ENUNCIADOS DAS TAREFAS:
1. De acordo com o texto sobre as CPIs, que poder as Comissões Parlamentares de Inquérito ganharam com a Constituição de 1988?
2. Transcreva sem alterações o trecho do texto sobre as CPIs que começa nas palavras "Pior: nos últimos" e vai até "Ficaram na miséria.", inclusive.

Há cenas que ficam na memória dos povos. No Brasil, são inesquecíveis as imagens dos comícios das diretas-já, no início dos anos 80. Como ficaram na lembrança, porque igualmente simbólicas, as cenas de TV do depoimento da secretária de PC Farias na CPI do Congresso, no final dos anos 80.
Arrogante, tratando com desdém deputados, senadores e imprensa, a auxiliar de PC não hesitou um segundo ao ser indagada sobre a existência de "contas-fantasmas". Respondeu, categórica, com indignação: "Eu afirmo que tudo isso é mentira".
Passado algum tempo, a TV mostrava os cheques do esquema PC, com sua assinatura, obtidos pela CPI. Arrogância e segurança eram típicas de quem se crê fora do alcance da lei.
PC e seus auxiliares não se haviam dado conta de que a Constituição de 1988 (sempre criticada pelos poderosos) havia mudado as regras do jogo.
Com ela, as Comissões Parlamentares de Inquérito passaram a ter o poder de solicitar a quebra do sigilo bancário e, assim, investigar contas e rastrear cheques, em busca de fraudes e irregularidades.
Antes de 1988, as CPIs não chegavam a lugar algum: os acusados de corrupção simplesmente negavam as acusações e as denúncias eram arquivadas "por falta de provas".
No momento, porta-vozes do governo FHC têm exibido reações similares à da secretária de PC, esbravejando, com aparente indignação, que "não vamos admitir que achincalhem, coloquem sob suspeição" as ações do governo e, mais especificamente, do Banco Central (que meramente executa ordens) no caso Nacional e outras operações de socorro a bancos.
Com R$ 6 bilhões, R$ 8 bilhões ou R$ 10 bilhões dos contribuintes enterrados no episódio, a reação de Brasília é incompreensível.
A melhor defesa das decisões do governo FHC seria fornecer imediatamente ao Congresso relatórios e documentos, principalmente documentos, capazes de evitar dúvidas. Até hoje, essa prestação de contas não existe, sucedendo-se contradições sobre datas e valores envolvidos.
Inacreditavelmente, o Congresso não exige que ele documente suas ações -ou explique as razões das mudanças periódicas em suas versões.
Pior: nos últimos dias, procuradores da República e o próprio Tribunal de Contas da União reclamam publicamente que o BC se recusa a fornecer documentos solicitados. Com esse comportamento, o governo deixa como única alternativa ao país a formação da CPI.
O estilo 1
No começo do ano, milhares de famílias de pequenos agricultores gaúchos perderam suas colheitas por causa da seca. Ficaram na miséria.
Em qualquer país, o governo socorreria esses cidadãos-contribuintes diante da catástrofe. Não no Brasil da equipe FHC. Produtores bloquearam estrada para exigir socorro. Foram tratados como "baderneiros".
O estilo 2
Na Bahia, milhares de famílias de Irecê perderam suas colheitas de feijão, pelo segundo ano consecutivo. Não tiveram nenhum apoio oficial.

BLOCO DE MATERIAL:

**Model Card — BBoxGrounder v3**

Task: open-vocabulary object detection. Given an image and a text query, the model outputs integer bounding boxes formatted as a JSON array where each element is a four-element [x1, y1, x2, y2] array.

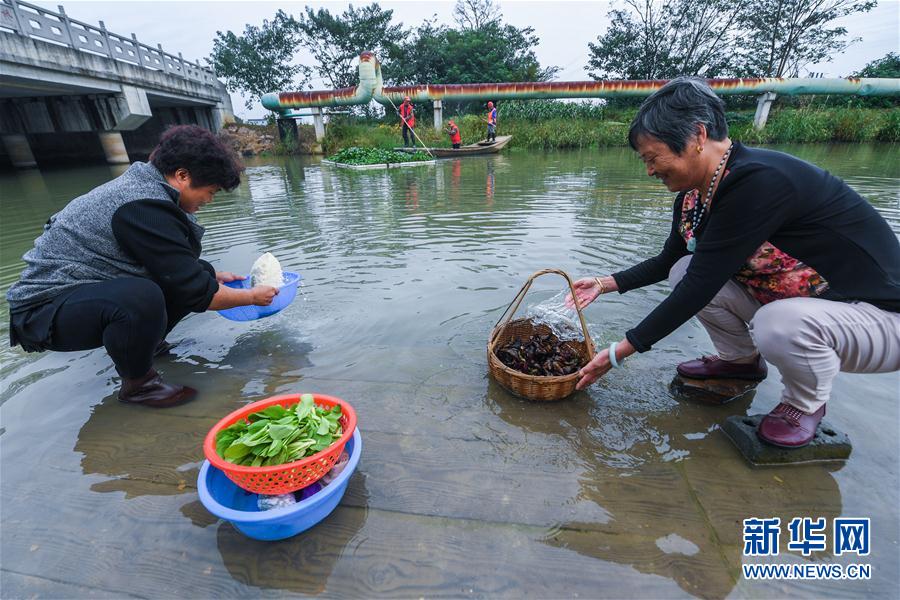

RESPOSTAS POR TAREFA:
1. O poder de solicitar a quebra do sigilo bancário.

2.
Pior: nos últimos dias, procuradores da República e o próprio Tribunal de Contas da União reclamam publicamente que o BC se recusa a fornecer documentos solicitados. Com esse comportamento, o governo deixa como única alternativa ao país a formação da CPI.
O estilo 1
No começo do ano, milhares de famílias de pequenos agricultores gaúchos perderam suas colheitas por causa da seca. Ficaram na miséria.